SOURCE:
J.M.W. Turner: Sketchbooks, Drawings and Watercolours

ISBN 978-1-84976-386-8

Givet, Mézières, Verdun, Metz, Luxembourg and Trèves Sketchbook 1839

Turner Bequest CCLXXXVIII 1–68a
Sketchbook half-bound in boards covered with brown leather and dark blue mottled paste paper. Front and back covers have vertical edging of brown leather, extending from head to tail and beyond the joint for approximately 15 mm.
Front cover has vertical edging of brown leather of approximately 8 mm on right side of board. There is also an inside pouch with gussets on front cover, made from pieces of vellum previously belonging to a medieval-looking manuscript ruled with red lines and inscribed with black ink.
Back cover has corners of brown leather.
Inscribed by Turner in black ink ‘2’ on brown leather vertical edging of back cover; and inscribed in black ink ‘II’ on head of text block.
Inscribed in black ink ‘great Fortress’ by Ruskin on brown leather vertical edging of back cover.

ENTRIES PROVIDED:

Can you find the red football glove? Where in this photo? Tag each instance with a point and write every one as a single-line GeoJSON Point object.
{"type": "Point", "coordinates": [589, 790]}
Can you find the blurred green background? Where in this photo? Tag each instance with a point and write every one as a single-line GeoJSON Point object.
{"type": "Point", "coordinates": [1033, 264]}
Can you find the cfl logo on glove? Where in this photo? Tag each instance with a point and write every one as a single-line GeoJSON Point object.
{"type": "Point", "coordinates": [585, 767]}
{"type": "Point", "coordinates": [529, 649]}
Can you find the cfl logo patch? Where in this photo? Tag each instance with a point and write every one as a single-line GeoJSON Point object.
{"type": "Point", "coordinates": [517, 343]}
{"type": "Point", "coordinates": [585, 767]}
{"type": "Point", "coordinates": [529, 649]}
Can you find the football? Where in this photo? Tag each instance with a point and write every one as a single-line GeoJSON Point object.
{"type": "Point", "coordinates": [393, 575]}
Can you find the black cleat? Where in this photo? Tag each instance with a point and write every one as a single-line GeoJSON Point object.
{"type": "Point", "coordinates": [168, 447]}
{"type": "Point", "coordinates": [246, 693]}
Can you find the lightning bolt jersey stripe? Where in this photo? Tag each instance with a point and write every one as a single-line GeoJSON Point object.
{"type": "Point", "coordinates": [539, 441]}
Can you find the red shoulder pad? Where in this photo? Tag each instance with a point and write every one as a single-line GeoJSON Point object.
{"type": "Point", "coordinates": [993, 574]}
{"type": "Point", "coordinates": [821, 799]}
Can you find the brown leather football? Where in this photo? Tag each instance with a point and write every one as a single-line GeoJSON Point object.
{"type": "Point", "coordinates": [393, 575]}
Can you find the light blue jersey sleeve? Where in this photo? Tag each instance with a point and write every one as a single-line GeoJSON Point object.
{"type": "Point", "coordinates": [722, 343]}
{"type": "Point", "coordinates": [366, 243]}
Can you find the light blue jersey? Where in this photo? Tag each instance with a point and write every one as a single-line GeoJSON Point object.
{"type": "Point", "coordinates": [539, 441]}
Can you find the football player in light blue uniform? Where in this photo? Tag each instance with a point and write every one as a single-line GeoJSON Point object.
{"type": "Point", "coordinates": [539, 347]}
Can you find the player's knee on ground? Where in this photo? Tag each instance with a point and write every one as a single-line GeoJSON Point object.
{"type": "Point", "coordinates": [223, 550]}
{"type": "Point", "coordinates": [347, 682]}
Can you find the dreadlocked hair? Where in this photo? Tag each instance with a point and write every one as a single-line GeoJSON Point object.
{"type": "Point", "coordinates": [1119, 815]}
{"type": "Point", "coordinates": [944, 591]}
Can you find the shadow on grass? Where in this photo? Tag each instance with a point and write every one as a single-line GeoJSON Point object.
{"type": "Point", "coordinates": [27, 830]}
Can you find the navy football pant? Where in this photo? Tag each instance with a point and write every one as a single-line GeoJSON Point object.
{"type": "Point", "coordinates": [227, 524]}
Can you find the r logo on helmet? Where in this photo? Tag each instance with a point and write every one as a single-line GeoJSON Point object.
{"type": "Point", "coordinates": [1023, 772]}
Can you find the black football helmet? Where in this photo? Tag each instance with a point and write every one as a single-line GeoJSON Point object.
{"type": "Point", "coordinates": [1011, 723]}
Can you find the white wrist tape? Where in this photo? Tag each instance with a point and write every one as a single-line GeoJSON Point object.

INSTRUCTION A: Reproduce the Turner sketchbook description between "Inscribed by Turner" and "of back cover.", inclusive.
INSTRUCTION B: According to the Turner sketchbook description, what words did Ruskin inscribe on the brown leather edging of the back cover?
INSTRUCTION C: Write the next part of the Turner sketchbook description, starting after its final sentence.
The entries have nothing to do with the Turner sketchbook description.

RESULT A:
Inscribed by Turner in black ink ‘2’ on brown leather vertical edging of back cover; and inscribed in black ink ‘II’ on head of text block.
Inscribed in black ink ‘great Fortress’ by Ruskin on brown leather vertical edging of back cover.

RESULT B: Ruskin inscribed "great Fortress" in black ink.

RESULT C:
Signed by Charles Turner and H.S. Trimmer in black ink and inscribed ‘No 183 This book contains 64 leaves | drawn on both sides’; signed in pencil by Charles Locke Eastlake ‘C.L.E.’ and John Prescott Knight ‘JPK’ at top of paste-down on inside front cover
Blind stamped with ‘CCLXXXVIII’ on front cover at top right
Stamped in black with ‘CCLXXXVIII’ inside front cover at top left
Inscribed with ‘CCLXXXVIII’ | 594 inside front cover at top right
68 leaves of cream laid writing paper with front and rear paste-downs of similar paper
Watermarked Pro Patria with a G rather than a Gate (probably of Dutch manufacture)
Approximate size of page 168 x 101 mm
Accepted by the nation as part of the Turner Bequest 1856
This is the second of the five sketchbooks Turner used in the summer of 1839 and records his peregrinations along the Meuse in north-eastern France, Luxembourg, and west Germany. Towns and villages depicted include: Givet, Luxembourg, Mézières, Metz, Sedan, Thionville, Trèves and Verdun. For more information on this leg of the trip see the general Introduction ‘Itinerary’ section.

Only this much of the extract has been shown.